═════ Materials provided ═════
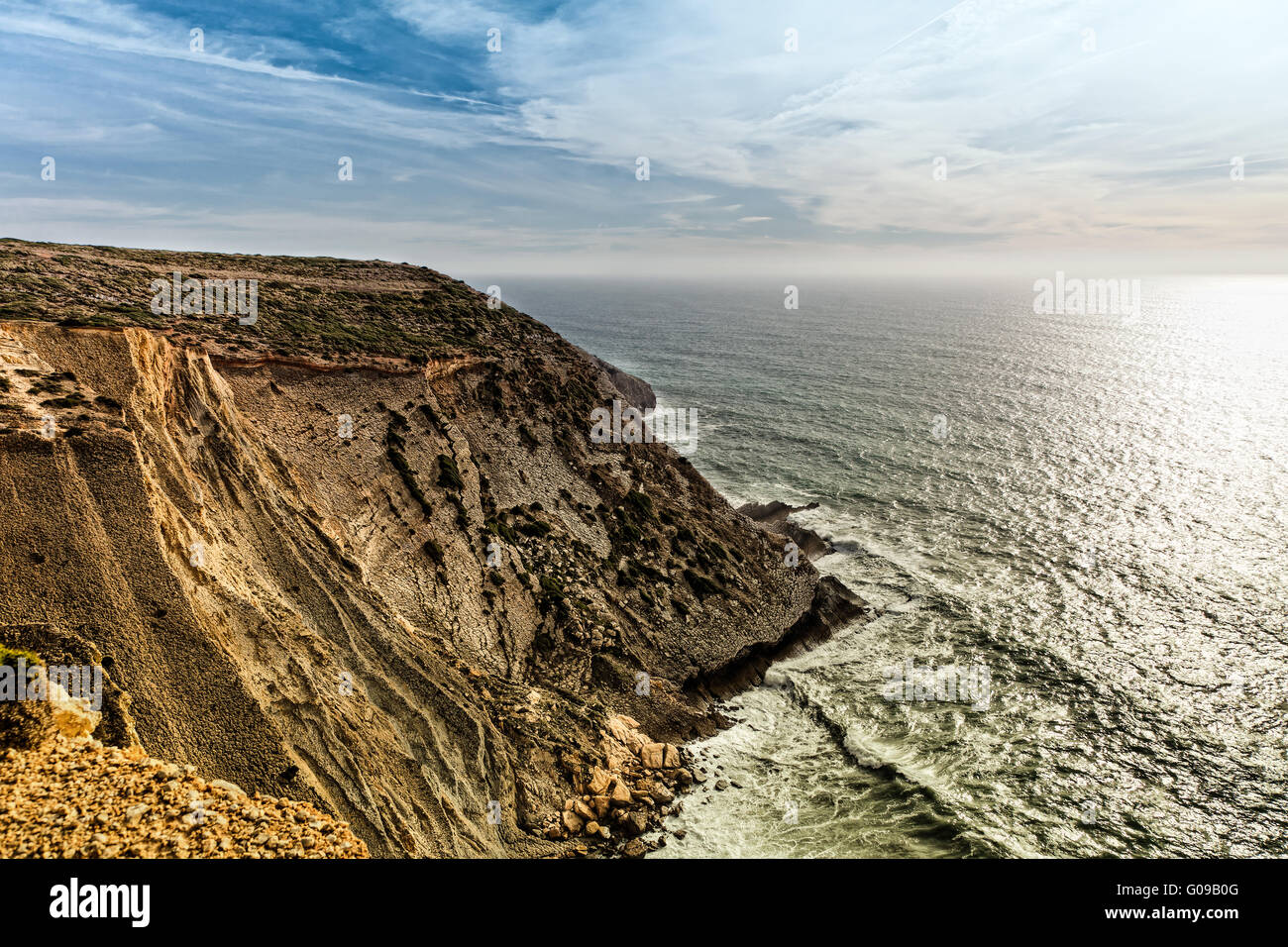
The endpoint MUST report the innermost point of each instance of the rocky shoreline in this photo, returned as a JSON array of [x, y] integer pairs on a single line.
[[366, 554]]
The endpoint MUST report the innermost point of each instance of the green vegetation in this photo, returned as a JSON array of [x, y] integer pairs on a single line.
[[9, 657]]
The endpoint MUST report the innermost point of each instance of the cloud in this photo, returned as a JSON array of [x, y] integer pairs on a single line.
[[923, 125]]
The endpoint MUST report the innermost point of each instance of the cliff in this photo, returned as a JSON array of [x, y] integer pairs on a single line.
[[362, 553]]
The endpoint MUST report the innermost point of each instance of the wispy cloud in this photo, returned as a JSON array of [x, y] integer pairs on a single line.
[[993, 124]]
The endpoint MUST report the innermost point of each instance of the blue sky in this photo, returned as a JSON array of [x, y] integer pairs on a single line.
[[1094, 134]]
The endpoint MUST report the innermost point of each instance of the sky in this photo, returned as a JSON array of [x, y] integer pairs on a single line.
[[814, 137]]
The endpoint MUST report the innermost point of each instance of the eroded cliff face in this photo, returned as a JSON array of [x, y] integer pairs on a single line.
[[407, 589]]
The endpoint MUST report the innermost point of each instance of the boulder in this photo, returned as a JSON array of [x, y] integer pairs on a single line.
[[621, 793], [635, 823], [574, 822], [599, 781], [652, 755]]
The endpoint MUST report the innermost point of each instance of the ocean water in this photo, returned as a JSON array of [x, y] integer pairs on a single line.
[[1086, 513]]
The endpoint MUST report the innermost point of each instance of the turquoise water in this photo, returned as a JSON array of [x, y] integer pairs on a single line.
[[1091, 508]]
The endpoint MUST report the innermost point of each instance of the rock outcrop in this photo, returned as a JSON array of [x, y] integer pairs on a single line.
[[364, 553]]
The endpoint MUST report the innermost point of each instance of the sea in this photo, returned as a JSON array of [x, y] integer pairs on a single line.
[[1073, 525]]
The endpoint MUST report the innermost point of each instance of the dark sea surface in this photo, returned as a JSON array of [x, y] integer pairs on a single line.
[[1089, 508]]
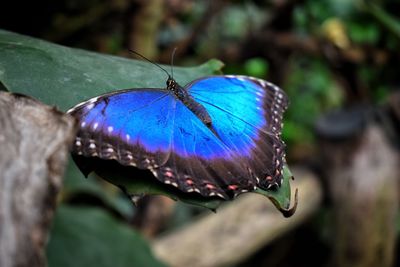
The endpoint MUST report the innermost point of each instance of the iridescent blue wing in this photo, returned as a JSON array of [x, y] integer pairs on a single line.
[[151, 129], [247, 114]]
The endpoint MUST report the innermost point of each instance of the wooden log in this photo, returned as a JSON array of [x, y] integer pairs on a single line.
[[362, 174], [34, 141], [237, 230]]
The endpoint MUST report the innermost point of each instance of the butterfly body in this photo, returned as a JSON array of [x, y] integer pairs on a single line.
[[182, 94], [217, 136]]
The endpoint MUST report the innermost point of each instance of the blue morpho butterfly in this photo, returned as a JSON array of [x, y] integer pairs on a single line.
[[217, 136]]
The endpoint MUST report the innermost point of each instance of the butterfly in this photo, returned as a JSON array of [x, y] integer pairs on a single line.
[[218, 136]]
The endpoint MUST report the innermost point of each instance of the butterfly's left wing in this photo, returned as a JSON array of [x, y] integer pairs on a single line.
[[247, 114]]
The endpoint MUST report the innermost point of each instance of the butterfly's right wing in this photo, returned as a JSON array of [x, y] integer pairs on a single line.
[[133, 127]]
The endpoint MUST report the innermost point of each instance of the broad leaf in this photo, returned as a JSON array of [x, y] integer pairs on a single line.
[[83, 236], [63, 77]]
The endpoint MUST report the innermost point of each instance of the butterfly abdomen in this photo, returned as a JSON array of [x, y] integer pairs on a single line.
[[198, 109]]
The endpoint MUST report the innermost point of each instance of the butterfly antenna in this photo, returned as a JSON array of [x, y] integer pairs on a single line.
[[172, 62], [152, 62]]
═════
> [What you have to do]: Could you update all of the material above so that every "innermost point" becomes "central point", with nothing else changed? Leave the pictures out of your answer.

> [Exercise result]:
The endpoint MUST report the central point of each instance of the rocky shoreline in this photo, returned as a JSON array of [x, y] integer pairs on a single line.
[[366, 554]]
The endpoint MUST report the central point of each instance of the green vegetation in this photo, returned as a JSON array of [x, y] integer pairs on a single line.
[[9, 657]]
The endpoint MUST report the central point of each instance of the cloud in this photo, returned as a JSON array of [x, y] integer pairs on a single line.
[[923, 125]]
The endpoint MUST report the central point of each instance of the cliff in this photo, returned as a JSON array of [x, y] integer pairs on a single line.
[[362, 553]]
The endpoint MUST report the central point of each instance of the wispy cloud in this photo, returned as a JSON array of [x, y] integer pairs on a single line.
[[993, 124]]
The endpoint MUST report the central point of each instance of the blue sky in this photo, returned as a JSON array of [x, y] integer pairs on a single line.
[[1094, 134]]
The endpoint MUST report the central point of each instance of the sky in this photo, returned as a JSON array of [x, y] integer pairs on a single line.
[[814, 137]]
The endpoint MUST report the central point of each instance of the eroded cliff face in this photo, returned as a JSON array of [x, y] integer pairs on a single line.
[[407, 589]]
The endpoint MUST report the central point of each instance of the boulder in this photo, returned as a JSON array of [x, y] integer pairs on a single line.
[[621, 793], [635, 823], [574, 822], [599, 781], [652, 755]]
The endpoint MUST report the central point of each instance of the ocean water in this photo, returned as a JSON array of [x, y] integer pairs on a single line.
[[1086, 513]]
The endpoint MUST report the central point of each instance of the turquoise water in this photo, returned as a JSON array of [x, y] integer pairs on a single line.
[[1091, 508]]
The endpoint MUST report the central point of each instance of the rock outcrop in this photo, returned as a JSON array of [x, y] integer pairs on a single line.
[[364, 553]]
The endpoint MUST report the central point of each instance of the sea in this photo, returned as a JSON array of [x, y] integer pairs on a single line.
[[1073, 525]]
The endpoint MUST report the central point of each instance of the dark sea surface in this photo, returned as a JSON array of [x, y] integer pairs on a single line.
[[1089, 508]]
The endpoint MUST report the central point of each instance of the iridescent blue wing in this photo, returned as a JSON array of [x, y] integer pairs on a single line.
[[151, 129], [247, 114]]
The endpoint MUST report the central point of each instance of the wooden log in this photo, returned as a JSON array of [x, y] integer pairs on a single line.
[[362, 174], [34, 141], [237, 230]]
The endpoint MUST report the central point of each instance of the butterfly body in this photo, returned as a JSON array of [x, y] integer pairs on a single line.
[[182, 94], [217, 136]]
The endpoint MUST report the central point of each instance of the blue morpho butterfly in this photo, returned as a JSON array of [x, y] integer pairs on a single line.
[[217, 136]]
The endpoint MUST report the central point of each instance of the butterfly in this photo, returned as a JSON array of [x, y] integer pairs on a single line.
[[218, 136]]
The endpoint MUST report the central point of each instance of the butterfly's left wing in this photo, returned as a JSON array of [x, y] integer pairs on a single line.
[[247, 114]]
The endpoint MUST report the central point of each instance of the butterfly's right wing in this photo, returned as a JSON array of [x, y] integer pairs on a single line.
[[133, 127]]
The endpoint MUST report the central point of each instance of the broad leaf in this photo, returned as a JSON array of [x, y] integer pairs on a single line.
[[83, 236], [63, 77]]
The endpoint MUST report the central point of each instance of the butterfly abdomen in this photo, returned as a JSON array of [x, y] integer pairs on a single line.
[[198, 109]]
The endpoint MUST report the central point of each instance of the butterfly antenna in this photo, returned as a JSON array of [x, y] integer pairs on a single line.
[[172, 62], [152, 62]]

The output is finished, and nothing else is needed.